> [Rows]

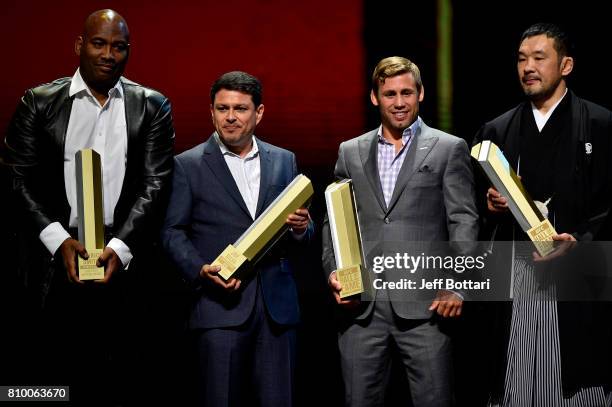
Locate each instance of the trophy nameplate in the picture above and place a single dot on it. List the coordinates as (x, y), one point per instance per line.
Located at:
(346, 237)
(509, 185)
(90, 212)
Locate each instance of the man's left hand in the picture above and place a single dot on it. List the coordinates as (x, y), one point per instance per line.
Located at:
(298, 220)
(447, 304)
(567, 243)
(111, 263)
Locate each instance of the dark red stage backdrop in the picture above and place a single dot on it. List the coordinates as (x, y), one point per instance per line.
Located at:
(308, 54)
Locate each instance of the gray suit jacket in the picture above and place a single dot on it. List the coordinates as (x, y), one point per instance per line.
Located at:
(433, 201)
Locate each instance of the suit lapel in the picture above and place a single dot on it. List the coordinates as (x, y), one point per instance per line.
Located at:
(266, 170)
(134, 114)
(420, 148)
(215, 161)
(368, 152)
(59, 126)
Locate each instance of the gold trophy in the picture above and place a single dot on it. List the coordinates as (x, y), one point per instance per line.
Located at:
(523, 208)
(346, 237)
(265, 230)
(90, 211)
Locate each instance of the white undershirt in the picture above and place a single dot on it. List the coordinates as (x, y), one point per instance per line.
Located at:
(103, 129)
(541, 118)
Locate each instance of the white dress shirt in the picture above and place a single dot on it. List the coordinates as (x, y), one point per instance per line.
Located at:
(103, 129)
(247, 175)
(540, 118)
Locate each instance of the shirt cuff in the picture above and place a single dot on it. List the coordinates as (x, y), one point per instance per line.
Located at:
(124, 253)
(299, 236)
(53, 236)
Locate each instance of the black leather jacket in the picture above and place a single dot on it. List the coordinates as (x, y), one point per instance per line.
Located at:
(35, 154)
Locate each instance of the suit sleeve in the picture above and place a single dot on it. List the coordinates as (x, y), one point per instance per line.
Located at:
(329, 262)
(156, 172)
(309, 233)
(22, 151)
(458, 188)
(176, 227)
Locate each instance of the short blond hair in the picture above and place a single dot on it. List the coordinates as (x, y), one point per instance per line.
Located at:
(394, 66)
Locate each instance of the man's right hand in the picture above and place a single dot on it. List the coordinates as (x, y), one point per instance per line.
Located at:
(211, 273)
(69, 249)
(495, 202)
(336, 288)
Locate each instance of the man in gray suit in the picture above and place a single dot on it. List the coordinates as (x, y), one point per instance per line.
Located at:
(412, 183)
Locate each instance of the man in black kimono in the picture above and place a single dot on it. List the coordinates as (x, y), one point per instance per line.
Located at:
(551, 352)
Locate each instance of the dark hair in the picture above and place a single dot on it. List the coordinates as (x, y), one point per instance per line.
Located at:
(562, 42)
(240, 81)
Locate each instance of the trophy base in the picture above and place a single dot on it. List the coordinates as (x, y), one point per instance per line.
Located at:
(351, 281)
(88, 269)
(541, 236)
(230, 261)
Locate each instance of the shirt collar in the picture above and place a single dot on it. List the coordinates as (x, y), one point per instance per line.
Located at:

> [Task goal] Pictures are to be left out; repeat all the remaining data exactly.

> [Output of the task]
Locate each instance of the trophy nameplate in the picture above and place a single dot on it. List the coordinates as (x, y), one point per instance per line.
Located at:
(346, 237)
(509, 185)
(90, 212)
Locate each instance of the man's left hand in the picture above and place a single dot on it. List the coordinates as (x, y), one point per instance per line.
Located at:
(298, 220)
(447, 304)
(567, 243)
(111, 263)
Locate each instance of the dark red stage backdrop in the picture above and place a single dot on it. List the coordinates as (x, y), one point per instance per line.
Located at:
(308, 54)
Locate each instance of the gray suit jacket in the picture above and place a single dot on it. List the coordinates as (x, y), one point per instance per line.
Located at:
(433, 201)
Locate each instance of the suit lapel in the picture above and place a single dot on it. List the coordinates as (x, y), one point per instance per line.
Located at:
(266, 170)
(134, 114)
(420, 148)
(215, 161)
(368, 152)
(59, 126)
Locate each instance of the gold trophy in the picture above and place a single dot on it. List the coordinates as (x, y), one point per instance per line.
Located at:
(523, 208)
(346, 237)
(265, 230)
(90, 211)
Locate each instance of the white undershirt in the picture above and place a single dot on it. List the coordinates as (x, y), one point per instance per line.
Located at:
(103, 129)
(541, 118)
Locate each instance of the white dress shirt in the picture above and place a single dot on it. List the coordinates as (x, y), one point per instance per line.
Located at:
(103, 129)
(247, 175)
(540, 118)
Locate each instance of the shirt cuff in the picture above and place a single dot on it. List the coordinates as (x, y), one point per instance per line.
Located at:
(124, 253)
(299, 236)
(53, 236)
Locate each instance of the black leather jacket in the picture above and place a single dot on it. List the coordinates as (x, y), one point per instance per line.
Located at:
(35, 154)
Locate each instance of the suit sleeve in the picture above and place a single dot on it. List the coordinates as (x, y), one point per instance per line.
Located at:
(329, 262)
(156, 172)
(309, 233)
(22, 151)
(458, 188)
(176, 227)
Locate each instance of the short blond hair in the picture above and place a single dot on it. List the coordinates as (x, y), one point per instance per line.
Located at:
(394, 66)
Locate each instance of the man's right hand in the picture above and place a single dot on it. List the coordinates as (x, y), one point per instance per line.
Located at:
(211, 273)
(69, 249)
(495, 202)
(336, 288)
Locate each instance of the man in gray suit in the picture above and place a single dot on it. List the coordinates as (x, y), one point per instance per line.
Located at:
(412, 183)
Locate each instance of the man in black kimono in the picture above and place a single dot on it. List the coordinates as (x, y), one point per instance per line.
Located at:
(551, 352)
Locate each instance of the dark hair in the picture above and place a single dot on it. List the coordinates as (x, y), one point per instance per line.
Located at:
(562, 42)
(240, 81)
Locate each instance of the trophy base in the picture above and place a single dot on it. List the coordinates as (x, y), one point per instance per line.
Located at:
(351, 281)
(88, 269)
(541, 236)
(230, 261)
Locate each instance of the shirt collar in the picture above and place a single dot on it. List the coordinates as (x, y), one point per instance per line.
Located at:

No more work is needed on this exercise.